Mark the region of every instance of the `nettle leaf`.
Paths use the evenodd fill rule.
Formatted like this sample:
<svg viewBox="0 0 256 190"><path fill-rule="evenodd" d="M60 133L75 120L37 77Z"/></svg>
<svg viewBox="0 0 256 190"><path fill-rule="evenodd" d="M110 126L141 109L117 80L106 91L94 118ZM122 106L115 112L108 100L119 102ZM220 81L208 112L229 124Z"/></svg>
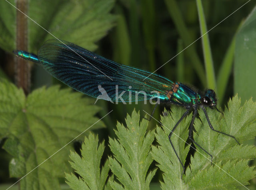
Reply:
<svg viewBox="0 0 256 190"><path fill-rule="evenodd" d="M171 130L183 114L179 110L184 112L184 110L173 106L172 116L175 121L170 117L162 118L163 125L169 128L168 125L171 123L169 129ZM156 135L159 145L158 147L153 147L152 155L154 159L160 164L158 166L163 172L163 189L170 189L171 187L174 189L182 190L238 189L239 186L249 184L248 181L255 177L254 167L249 167L248 164L250 161L256 157L256 148L254 146L243 145L242 143L256 136L255 103L250 99L241 106L241 100L236 95L229 102L224 115L216 110L207 109L207 111L214 128L234 136L241 145L238 145L233 138L212 130L203 112L199 110L202 122L196 119L194 127L196 132L194 133L194 139L212 155L214 164L212 165L210 157L196 145L197 151L191 157L191 163L186 168L186 175L181 180L182 167L179 166L180 164L167 137L170 131L163 127L164 132L158 127ZM191 115L181 123L174 131L185 141L187 139L187 129ZM180 133L179 130L182 130ZM178 142L174 141L174 136L172 135L172 139L184 163L189 147L186 146L184 148L185 143L180 139L177 139ZM178 166L175 167L176 165Z"/></svg>
<svg viewBox="0 0 256 190"><path fill-rule="evenodd" d="M6 80L0 89L0 138L7 138L3 148L14 157L11 177L22 177L98 120L94 116L100 108L70 89L43 87L26 97ZM100 121L92 127L103 126ZM71 145L22 179L21 189L59 188L57 177L70 170Z"/></svg>
<svg viewBox="0 0 256 190"><path fill-rule="evenodd" d="M134 111L127 116L127 127L120 123L115 133L117 139L110 139L114 158L109 158L111 171L116 179L110 181L113 189L149 189L156 169L149 171L153 161L150 154L154 131L146 133L148 121ZM146 135L146 136L145 136Z"/></svg>
<svg viewBox="0 0 256 190"><path fill-rule="evenodd" d="M85 137L82 147L82 157L72 152L70 164L76 173L66 174L66 183L74 190L111 189L109 184L105 185L109 171L108 161L107 160L100 168L100 161L104 151L104 142L99 144L98 136L90 133Z"/></svg>

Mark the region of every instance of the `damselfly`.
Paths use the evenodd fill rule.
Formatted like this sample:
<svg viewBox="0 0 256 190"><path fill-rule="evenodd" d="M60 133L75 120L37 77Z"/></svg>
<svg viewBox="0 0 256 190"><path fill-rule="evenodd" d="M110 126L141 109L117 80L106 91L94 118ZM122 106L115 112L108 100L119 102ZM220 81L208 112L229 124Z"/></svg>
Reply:
<svg viewBox="0 0 256 190"><path fill-rule="evenodd" d="M175 150L171 137L180 123L191 112L193 115L189 127L189 139L210 156L212 161L212 156L195 142L192 137L194 121L200 108L204 111L212 130L233 138L239 144L234 137L215 130L211 124L206 108L215 108L218 111L216 107L215 93L212 90L207 90L204 93L196 91L182 84L174 82L148 71L119 64L65 41L56 39L46 41L40 49L37 55L19 50L14 51L14 53L23 59L40 63L57 79L94 97L124 102L154 99L159 100L161 104L174 104L184 107L186 111L168 135L171 145L183 167L183 174L185 168ZM102 96L102 91L100 89L104 89L106 96Z"/></svg>

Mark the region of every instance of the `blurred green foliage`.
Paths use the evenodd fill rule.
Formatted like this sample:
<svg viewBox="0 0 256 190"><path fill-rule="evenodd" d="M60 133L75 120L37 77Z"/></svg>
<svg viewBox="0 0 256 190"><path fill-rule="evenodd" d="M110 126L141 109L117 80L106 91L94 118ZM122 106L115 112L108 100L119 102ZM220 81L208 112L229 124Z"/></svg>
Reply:
<svg viewBox="0 0 256 190"><path fill-rule="evenodd" d="M14 0L9 1L12 4L15 2ZM152 72L171 59L203 34L204 31L200 31L200 24L205 24L209 30L247 2L97 0L93 3L94 1L79 0L30 1L29 16L58 38L91 50L98 47L96 53L103 57ZM198 4L202 3L201 13L198 12L196 2ZM178 80L181 82L194 85L203 91L209 87L209 84L215 82L217 86L214 90L216 90L219 98L219 106L222 108L234 92L241 94L243 100L253 96L256 92L256 86L253 83L255 80L251 78L255 76L254 71L256 58L253 55L255 51L252 50L255 40L252 38L255 33L254 12L249 21L246 20L246 25L242 26L237 38L235 35L241 23L255 6L254 3L252 1L250 2L207 34L208 51L206 58L211 58L208 56L211 55L210 66L214 69L212 73L215 74L210 80L214 80L215 77L216 81L206 80L208 74L204 69L206 54L203 51L205 48L202 46L201 39L172 59L156 73L173 81ZM110 10L112 14L108 14ZM0 47L2 49L0 52L0 77L6 78L8 76L11 79L13 78L15 68L12 64L13 57L9 54L15 49L15 43L19 40L15 35L16 11L5 1L0 2ZM205 21L204 24L199 22L198 14L202 20ZM94 22L91 22L92 20ZM36 53L46 39L52 37L30 20L28 20L28 50ZM250 35L246 40L243 39L243 32ZM245 41L251 51L247 51L244 47ZM249 55L246 55L248 53L250 53ZM234 53L236 65L233 72ZM246 59L242 59L243 57ZM245 63L248 64L245 67ZM34 64L33 68L32 90L43 85L61 84L53 79L40 66ZM145 109L149 112L153 109L150 106L142 104L113 105L100 100L97 104L102 108L98 116L103 116L108 110L114 109L113 114L103 119L106 125L110 127L108 130L110 135L114 135L112 126L115 126L116 120L124 123L125 116L127 113L131 114L134 107L137 110ZM154 117L159 118L160 112L158 109ZM155 124L152 121L152 127L155 126ZM106 136L104 132L99 133L100 138ZM0 157L3 155L2 158L5 159L3 161L8 163L9 158L6 156L6 153L0 151ZM0 173L0 182L8 180L6 175L8 172L5 170Z"/></svg>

..........

Given request :: The pictures should not be reproduced; quote all of the other material exactly.

Output for this exercise ::
Mark the region of every instance of the `nettle leaf`.
Paths use the evenodd fill rule.
Formatted like this sample:
<svg viewBox="0 0 256 190"><path fill-rule="evenodd" d="M60 133L75 120L37 77Z"/></svg>
<svg viewBox="0 0 256 190"><path fill-rule="evenodd" d="M110 126L141 109L117 80L106 91L94 118ZM122 106L115 112L108 100L119 102ZM220 81L208 112L229 124Z"/></svg>
Reply:
<svg viewBox="0 0 256 190"><path fill-rule="evenodd" d="M171 130L183 114L179 110L184 112L184 110L173 106L172 116L175 121L170 117L162 118L163 125L169 128L168 125L171 123L169 129ZM156 135L159 145L158 147L153 147L152 155L154 159L160 164L158 166L163 172L163 189L170 189L171 187L174 189L182 190L238 189L239 186L249 184L248 181L255 177L254 167L249 167L248 164L250 161L256 157L256 148L254 146L243 145L242 143L256 136L255 103L250 99L241 106L241 100L236 95L229 102L224 115L216 110L207 109L207 111L214 128L234 136L241 145L238 145L233 138L212 130L203 112L199 110L202 122L196 119L194 127L196 132L194 133L194 139L212 155L214 164L212 165L210 157L196 145L197 151L191 157L191 163L186 168L186 175L181 180L182 167L179 166L180 164L167 137L170 131L163 127L164 132L158 127ZM191 115L181 123L174 131L185 141L187 139L187 129ZM180 133L179 130L182 130ZM178 142L174 141L174 136L172 135L172 139L184 163L189 147L186 146L184 148L185 143L180 139L177 139ZM178 166L175 167L176 165Z"/></svg>
<svg viewBox="0 0 256 190"><path fill-rule="evenodd" d="M6 80L0 89L0 138L7 138L3 148L14 157L11 177L22 177L98 120L94 116L100 108L70 89L43 87L26 97ZM100 121L92 127L103 126ZM71 145L22 179L21 189L59 188L57 177L70 170Z"/></svg>
<svg viewBox="0 0 256 190"><path fill-rule="evenodd" d="M134 111L127 116L127 127L120 123L115 133L117 139L110 139L114 158L109 158L111 171L116 179L110 181L113 189L149 189L156 169L149 171L153 161L150 154L154 131L146 133L148 121ZM146 135L146 136L145 136Z"/></svg>
<svg viewBox="0 0 256 190"><path fill-rule="evenodd" d="M85 137L82 147L82 157L72 152L70 164L76 173L66 174L66 183L74 190L111 189L109 184L105 185L109 171L108 161L107 160L100 168L100 161L104 151L104 142L99 144L98 136L90 133Z"/></svg>

Mark the region of every instance of the `damselfly`.
Paths use the evenodd fill rule.
Formatted like this sample:
<svg viewBox="0 0 256 190"><path fill-rule="evenodd" d="M60 133L75 120L37 77Z"/></svg>
<svg viewBox="0 0 256 190"><path fill-rule="evenodd" d="M110 126L141 109L117 80L106 91L94 118ZM122 106L115 112L108 100L119 102ZM220 81L208 112L229 124Z"/></svg>
Reply:
<svg viewBox="0 0 256 190"><path fill-rule="evenodd" d="M175 150L171 137L180 123L191 112L193 115L189 127L189 139L210 156L212 161L212 156L195 142L192 137L194 121L200 108L204 111L212 130L233 138L239 144L234 137L215 130L211 124L206 108L215 108L218 111L216 107L215 93L212 90L207 90L204 93L196 91L182 84L174 82L148 71L119 64L65 41L56 39L46 41L40 49L37 55L19 50L14 51L14 53L23 59L40 63L57 79L94 97L124 102L154 99L159 100L161 104L174 104L184 107L186 111L168 135L171 145L183 167L183 174L185 168ZM102 96L102 91L100 89L104 89L106 96Z"/></svg>

Mark the region of every instance of the `blurred green foliage`.
Paths use the evenodd fill rule.
Formatted like this sample:
<svg viewBox="0 0 256 190"><path fill-rule="evenodd" d="M60 133L75 120L37 77Z"/></svg>
<svg viewBox="0 0 256 190"><path fill-rule="evenodd" d="M110 126L141 109L117 80L106 91L94 118ZM122 106L115 112L108 100L119 102ZM220 81L208 112L229 124Z"/></svg>
Reply:
<svg viewBox="0 0 256 190"><path fill-rule="evenodd" d="M14 0L9 1L12 4L15 2ZM152 72L171 59L203 34L204 31L200 31L200 24L205 24L209 30L247 2L97 0L93 3L94 1L79 0L30 1L29 16L58 38L91 50L98 47L96 53L103 57ZM198 4L202 3L201 13L198 12L196 2ZM178 80L181 82L194 85L203 91L209 87L209 84L215 82L217 86L214 90L216 90L219 98L219 106L222 108L234 92L241 94L243 100L253 96L256 92L256 86L253 83L255 80L251 78L255 76L254 71L256 58L253 55L255 51L252 50L255 40L252 38L255 33L254 12L249 21L246 20L246 25L242 26L237 38L235 35L241 23L255 6L254 3L252 1L250 2L207 34L208 51L206 58L211 58L208 56L211 55L210 66L214 69L212 73L215 74L210 80L214 80L215 77L216 81L206 80L208 74L204 69L206 54L203 51L205 48L202 46L201 39L172 59L156 73L173 81ZM110 10L112 14L108 14ZM0 47L2 49L0 52L0 77L6 78L8 76L11 79L13 78L15 68L12 64L13 57L9 54L15 49L15 43L19 40L15 35L16 11L5 1L0 2ZM205 21L204 24L199 22L198 14L202 20ZM94 22L91 22L92 20ZM36 53L46 39L52 37L30 20L28 20L28 50ZM250 35L246 40L243 39L243 32ZM245 41L251 51L247 51L244 47ZM249 55L246 55L248 53L250 53ZM234 53L236 65L233 72ZM246 59L242 59L243 57ZM245 63L248 64L245 67ZM34 64L33 68L32 90L43 85L61 84L53 79L40 66ZM145 109L149 112L153 109L150 106L142 104L113 105L100 100L97 104L102 108L98 116L103 116L108 110L114 109L113 114L103 119L106 125L110 127L108 130L110 135L114 135L112 126L115 126L116 120L124 123L125 116L127 113L131 114L134 107L137 110ZM154 117L159 118L160 112L158 109ZM155 124L152 121L152 127L155 126ZM106 136L104 132L99 133L100 138ZM0 157L3 155L2 158L5 159L3 161L8 163L9 158L6 156L6 153L0 151ZM0 173L0 182L8 180L6 175L8 172L5 170Z"/></svg>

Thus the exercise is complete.